Excerpts from a dataset:
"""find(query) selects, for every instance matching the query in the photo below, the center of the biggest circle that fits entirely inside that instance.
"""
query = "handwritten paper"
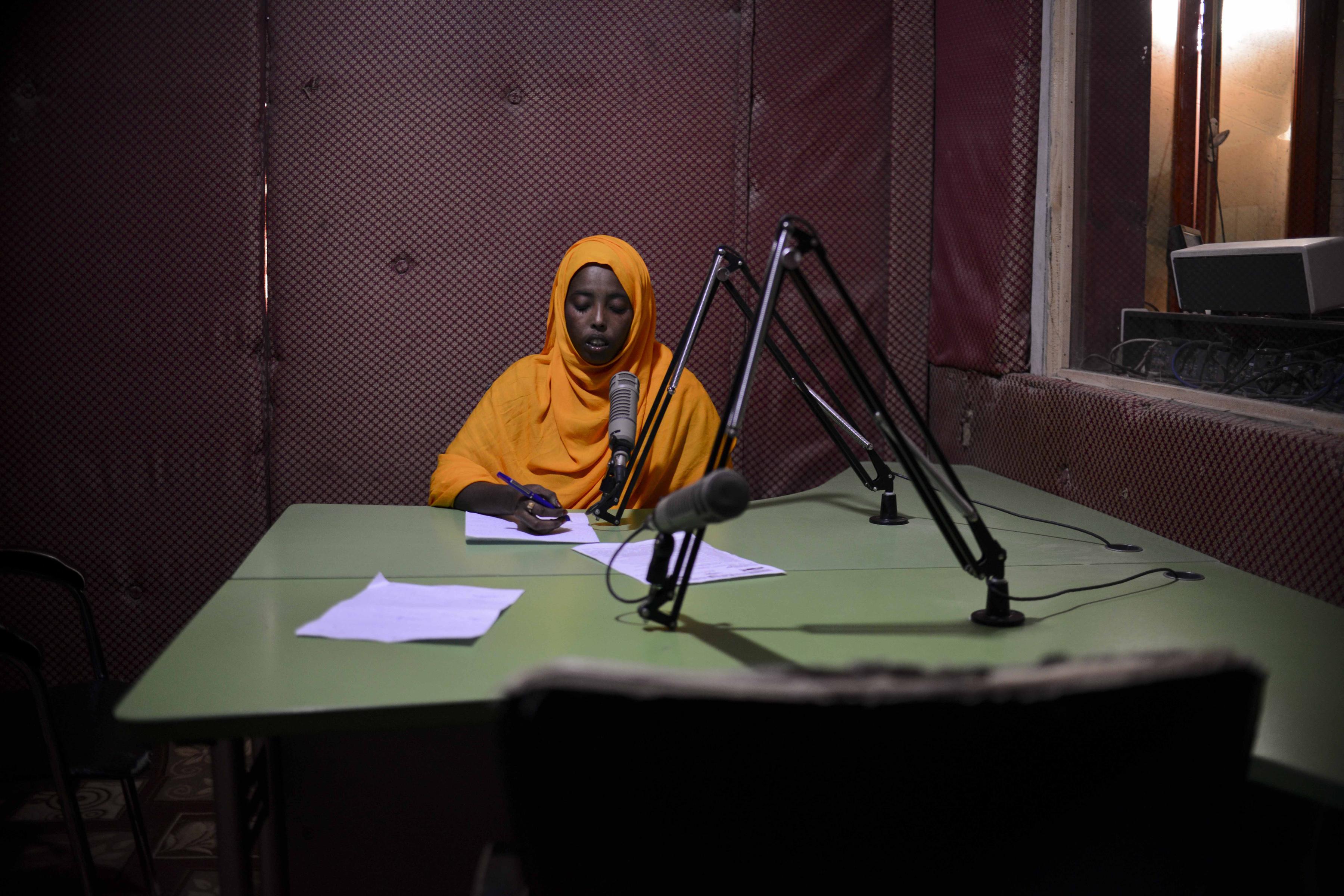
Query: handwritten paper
(394, 612)
(494, 530)
(712, 565)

#### What you should do:
Return all the records above exactly, pictures omitted.

#### Task response:
"""find(query) selects, for every instance matching the query in the photo below, the center of the biggest circle that fits entirely inside that instance.
"""
query = "handwritten paper"
Query: handwritten paper
(394, 612)
(494, 530)
(712, 565)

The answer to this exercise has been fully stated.